*** Opening of Page text ***

On Wednesday evening, President Barack Obama will give the State of the Union address. News analysts expect a return to populist themes from Obama’s presidential campaign, but can’t agree whether this throwback is a fresh start for the administration or part of the same old political machine.

On MSNBC’s Daily Rundown, political analysts from the New York Times and Washington Post differed on some points of Obama’s upcoming speech but both agreed that it would a difficult experience for the President.

“I think he’s going to have to say ‘we need to work on the state of our union’, much in the way you’re describing. Now he did give that big healthcare speech last August that had the effect of getting people excited again; actually turning around the momentum. Maybe he’ll be able to do that again on healthcare, but he’s got to do it on healthcare, jobs, the deficit, the morale of the country, changing Washington.”

On Fox News, George W. Bush’s former White House Chief of Staff Andy Card says that Obama won’t say anything new.

*** Close of Page text ***

• _The problem_: Could you extend the news piece previewing Obama's State of the Union address, picking up right after its last sentence about Andy Card on Fox News? The listing after this has no connection to the news piece on Obama's State of the Union address.

*** Opening of Supplied material ***

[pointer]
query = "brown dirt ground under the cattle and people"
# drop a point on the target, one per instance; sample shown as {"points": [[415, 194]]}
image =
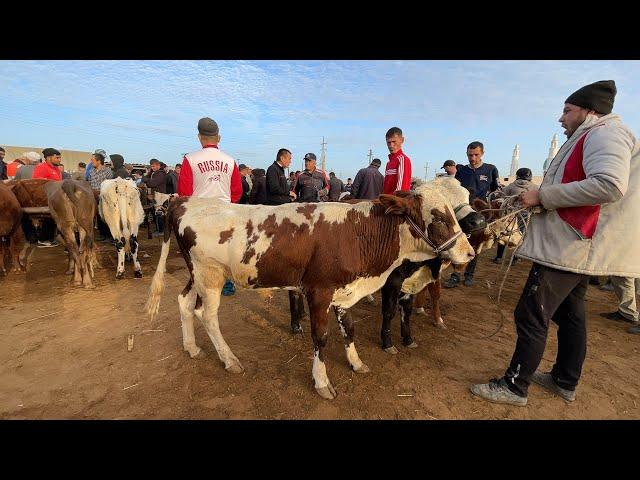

*** Close of Supplied material ***

• _Output of the task_:
“The process probably is thrown up in the air over the last few days and I suspect the speech writers are looking for new rhetoric. I suspect it will be old policy and that will mean he won’t have listened to the voters.”’

NBC Nightly News anchor Lester Holt reports that Democratic politicians, however, are denying that Wednesday’s night’s speech will bring any retooling of political strategy.

Holt:“President Obama will tell all of us how the country is doing when he delivers his State of the Union address. But in many ways it will also be a kind of a self-assessment of his first year in office.  And there are already indications tonight that the White House is not happy with what it sees in the mirror.”

“White House advisors deny a shift in political strategy.”

 

Gregory: “You’re not hitting the reset button here?”

 

Jarrett: “No, we’re not hitting the reset button at all.”

And an article on ABC.com news reports that Obama’s tone ahead of the State of the Union address may have changed.  It cites the hiring of David Plouffe, Obama’s former campaign manager, and says Obama will use the State of the Union Speech to return to his populist roots.

“Also back were themes from Obama’s presidential campaign.”

“While the president may take a more populist tone Wednesday night, whether he will change course remains to be seen.”


So will president Obama’s State of the Union speech be change you can believe in? Or will it be just the same old, same old?

 

Writer: Elizabeth Eberlin

Producer: Nathan Giannini

State of the Union: Reset or Rehash?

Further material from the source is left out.